-- begin Records to process --
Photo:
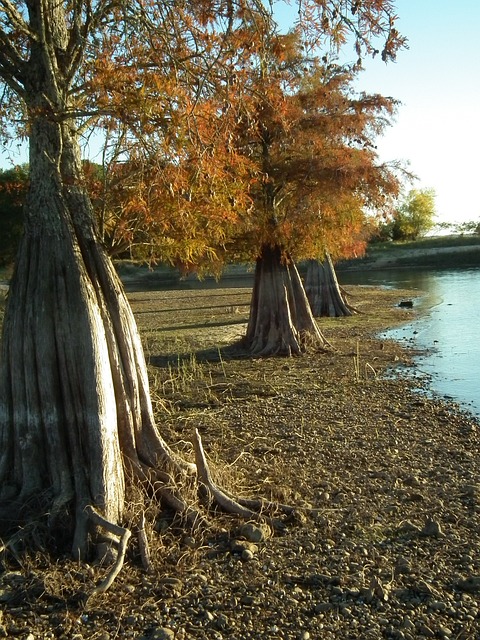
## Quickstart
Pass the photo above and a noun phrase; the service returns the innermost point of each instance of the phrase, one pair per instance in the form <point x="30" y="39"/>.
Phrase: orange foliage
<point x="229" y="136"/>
-- end Records to process --
-- begin Records to process --
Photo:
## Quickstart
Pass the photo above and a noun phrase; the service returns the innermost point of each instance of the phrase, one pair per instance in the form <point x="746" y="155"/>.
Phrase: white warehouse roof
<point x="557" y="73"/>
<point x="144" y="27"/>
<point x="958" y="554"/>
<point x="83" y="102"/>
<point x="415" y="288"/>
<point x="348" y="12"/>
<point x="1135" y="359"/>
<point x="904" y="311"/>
-- end Records to process --
-- begin Records to process --
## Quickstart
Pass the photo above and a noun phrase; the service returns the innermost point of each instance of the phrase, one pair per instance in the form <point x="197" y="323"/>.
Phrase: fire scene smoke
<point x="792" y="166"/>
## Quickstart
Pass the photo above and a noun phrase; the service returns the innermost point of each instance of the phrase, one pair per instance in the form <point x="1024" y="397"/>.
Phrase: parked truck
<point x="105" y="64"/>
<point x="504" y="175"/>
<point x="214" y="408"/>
-- end Records to process --
Copy each line of the items above that contains the string "innermost". Case counts.

Pass the photo above and a noun phrase; the service returns the innermost point of each instance of the phrase, one pair per instance in the form <point x="30" y="39"/>.
Pass the photo above and a noun phrase; the service returns the innermost point of each instance of the phrase, one pair per instance in the form <point x="746" y="155"/>.
Pass the photo above and a noun phrase; the service returns the innermost point of each instance of the phrase, one pair per instance in the form <point x="197" y="323"/>.
Pass the photo above and a noun phrase; the service returns the innermost point of each instance of the phrase, one pair per instance in the form <point x="1024" y="397"/>.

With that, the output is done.